• _EXERCISE 1_
Answer these questions from the passage on femoral strength and fracture classification, putting each answer on its own line with the matching letter.
(a) What was the difference in mean MPatS between the control and fracture groups in the current cohort?
(b) What difference in mean FE femoral strength did Orwoll et al report between case and control groups?
(c) What AUC resulted after the age-matched groups in the current cohort were broken up?
• _EXERCISE 2_
Rewrite the paragraph of the femoral strength passage that begins "The difference between the mean MPatS" as a short bulleted list that keeps its main facts.
• _EXERCISE 3_
Continue the discussion of femoral fracture classification from where it stops.

• _EXTRACT TO READ_
##############################

The difference between the mean MPatS for control and fracture groups was 29 % for their cohort as compared to 26 % in the current cohort. One reason for the difference between the two cohorts could be that current cohort was age-matched, while the controls in their cohort were, on average, 11 years younger than the cases. Similarly, Orwoll et al [8] reported a difference of 36 % in the mean FE femoral strength between case and control groups in a cohort of 250 men (cases 40, controls 210) with a difference in age of 5.5 years on average. While for an age-, height- and weight-matched cohorts of 139 males (cases 45, controls 94) and 170 females (cases 71, controls 145), differences in the mean stance failure load of control and case groups were reported to be 16 and 20 %, respectively [10]. For the current cohort, we explored the effect of age matching by removing any cases younger than 65 years and controls older than 80 years, effectively breaking the age-matched case and control groups. This resulted in a cohort of 71 patients (cases 39, control 32) with a difference in mean age of 10 years. The difference in the mean MPatS of control and cases increased to 29 % resulting in an AUC of 0.84. Age has been shown to highly correlate with the fracture risk in other clinical studies [26, 27]. In addition, the use of whole femur CT scans in the FE modelling and the use of constant current protocol which improves the off-line densitometric calibration could also contribute to the better classification reported by Falcinelli et al [9]. Also, small sample sizes (less than 100) have been shown to have more pronounced effect estimates than with larger samples [28, 29].

##############################

• _SUPPLIED MATERIAL_
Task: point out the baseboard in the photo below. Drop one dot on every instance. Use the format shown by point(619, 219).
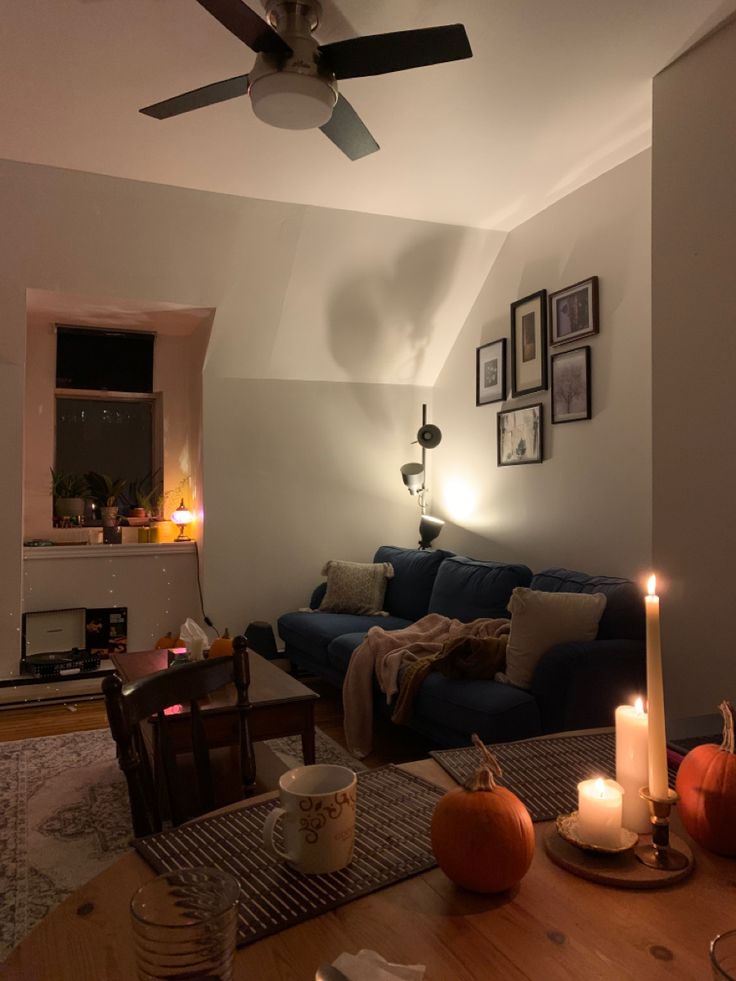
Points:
point(19, 693)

##############################

• _RESULT 1_
(a) 26 %
(b) 36 %
(c) 0.84

• _RESULT 2_
- The mean MPatS differed by 29 % between the control and fracture groups in the earlier cohort and by 26 % in the current cohort.
- The current cohort was age-matched. In the earlier cohort, controls were on average 11 years younger than cases.
- Orwoll et al reported a 36 % difference in mean FE femoral strength in 250 men (40 cases, 210 controls), with a mean age difference of 5.5 years.
- In age-, height- and weight-matched cohorts, differences in mean stance failure load were 16 % for 139 males and 20 % for 170 females.
- Removing cases younger than 65 and controls older than 80 broke the age matching. This left 71 patients (39 cases, 32 controls) with a 10-year difference in mean age.
- With those groups, the difference in mean MPatS rose to 29 % and the AUC was 0.84.
- Other clinical studies show that age correlates highly with fracture risk.
- Whole-femur CT scans and a constant current protocol may also have improved the classification reported by Falcinelli et al.
- Samples smaller than 100 have been shown to give more pronounced effect estimates than larger samples.

• _RESULT 3_
The cohort of this study was designed to reflect the typical distribution of osteopenia found in the population referred to an osteoporosis specialist in a secondary care setting; in various national guidelines, patients with a T-score >−1.5 are automatically assigned to the no-treat arm and referred for a further visit 2 years later. A cohort with a different distribution would have resulted in similar conclusions. The risk of fracture is due to three determinants: the total mineralised mass (measured by the BMD), the anatomical organisation of such mass in relation to the loading (measured by the FE-strength) and the loading itself, associated to the propensity to fall and overload. For patients with a BMD higher than that in our cohort, who are at risk for the anatomical determinant, it is easy to speculate that MPhyS and MPatS will perform much better than BMD as a predictor; on the contrary for patients with a BMD higher than that in our cohort, normal anatomy, but are at high risk because of their propensity to fall, we would expect neither the BMD nor MPhyS/MPatS to be accurate predictors.

Our results suggest that CT-based patient-specific FE models are more accurate than aBMD measurements in predicting the strength of a patient’s femur. BMD-adjusted logistic regression confirms that FE-strength contains additional and unique information in comparison to that captured by the aBMD. However, the risk of fracture depends on the bone strength as well as the incidence of overloading (i.e. falling) while the current analysis only captures the bone strength.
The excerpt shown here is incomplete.